Regardless of quality control obligations of SCHOTT potentially agreed upon with regard to the PRODUCTS, CUSTOMER shall indemnify and hold SCHOTT harmless with regard to any third party claims made in connection with Defects of the PRODUCTS that were not detected by CUSTOMER during its inspection.

 

[***] CONFIDENTIAL PORTIONS OMITTED AND FILED SEPARATELY WITH THE COMMISSION.

 

6


(5) Should a Product have a Defect which is reported to SCHOTT according to § 4.(4) above, then SCHOTT’s liability shall be limited to - in SCHOTT’s sole discretion a) replacement of the Defective PRODUCTS or b) reimbursement of CUSTOMER in an amount equal to the price paid for the Defective PRODUCTS. Claims of CUSTOMER which are based on Defects reported to SCHOTT according to § 4(4) which go beyond or are of a different nature than for replacement or reimbursement are subject to the conditions under § 6 (1) and shall be limited to the net purchase price paid for the corresponding defective PRODUCT plus a margin of [***] (*** ***) of that price. All other claims in connection with Defects are expressly excluded.

 

(6) CUSTOMER shall not be entitled to claim compensation for expenses incurred in vain.

 

(7) Any return of defective PRODUCTS by CUSTOMER to SCHOTT at SCHOTT’s expense shall require the prior written approval of SCHOTT.

 

(8) All claims by CUSTOMER pursuant to this § 4 above shall be barred by statute of limitations 6 months after risk passing.

 

(9) The value of any remedies provided by SCHOTT pursuant to § 4 (5) shall count towards SCHOTT’s total liability under § 6 (1), provided that any replacement of PRODUCTS shall do so in the amount of the net sales value of said PRODUCT.

§ 5

Industrial and Intellectual Property Rights

 

(1) This Agreement confers no right or licence upon SCHOTT to any intellectual property or knowhow owned or controlled by CUSTOMER. To the extent that CUSTOMER discloses knowhow in the possession of CUSTOMER to SCHOTT for the purposes of this Agreement, SCHOTT shall only use the same in connection with the manufacture of PRODUCTS by customer.

 

(2) Any warranty by SCHOTT that the PRODUCTS are free from industrial property rights and copyrights of third parties (hereinafter referred to as “Proprietary Rights”) is excluded. The CUSTOMER shall be solely responsible for dealing with any claims by a third party against the CUSTOMER asserting infringement of Proprietary Rights as a result of use of the PRODUCTS by the CUSTOMER or its customers.

● OBJECTIVE
Write the next part of the contract excerpt between SCHOTT and CUSTOMER, starting after its last sentence. The data that comes next is separate material and has no link to the contract text.

● SOURCE DATA
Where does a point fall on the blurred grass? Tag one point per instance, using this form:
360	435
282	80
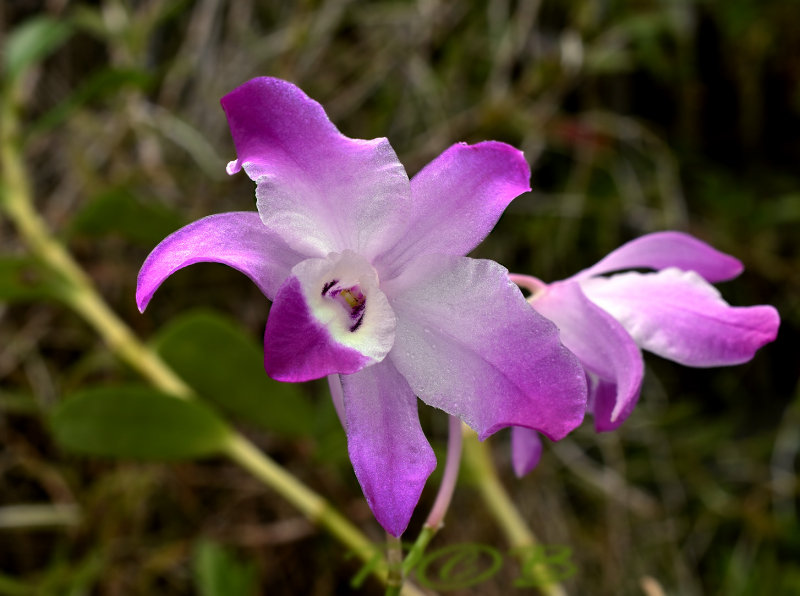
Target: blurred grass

● OUTPUT
 

(3) For the avoidance of doubt, SCHOTT shall not be liable for any infringement of Proprietary Rights which is a result of special instructions issued by the CUSTOMER, or a result of the CUSTOMER or any third party modifying the PRODUCTS, or using the PRODUCTS together with products not delivered by SCHOTT or an application or use of the PRODUCTS that was neither agreed between the Parties under this Agreement nor foreseeable by SCHOTT.

 

[***] CONFIDENTIAL PORTIONS OMITTED AND FILED SEPARATELY WITH THE COMMISSION.

 

7


(4) a) The CUSTOMER shall indemnify and hold harmless SCHOTT from any and all third party claims made against SCHOTT for the infringement of Proprietary Rights as a result of the use of the PRODUCTS by the CUSTOMER.

b) The CUSTOMER shall indemnify and hold harmless SCHOTT from any and all third party claims made against SCHOTT for the infringement of Proprietary Rights as a result of the coating used to manufacture PRODUCTS with Specification Doc. No. SK-0045.

c) Control of Defense: SCHOTT shall give prompt written notice of a third party claim according to § 4. a or b to the CUSTOMER and Schott shall defend against such third party claim with the reasonable cooperation of the CUSTOMER; provided that (i) CUSTOMER shall have the right to control the defense or settlement of such a third party claim notwithstanding anything to the contrary herein, and (ii) subject to item (i) above, the CUSTOMER will not settle any such third party claim without the prior written consent of Schott, which consent shall not be unreasonably withheld, conditioned or delayed. CUSTOMER shall have the right to be present in person or through counsel at substantive legal proceedings relating to the applicable third party claim at its own expense.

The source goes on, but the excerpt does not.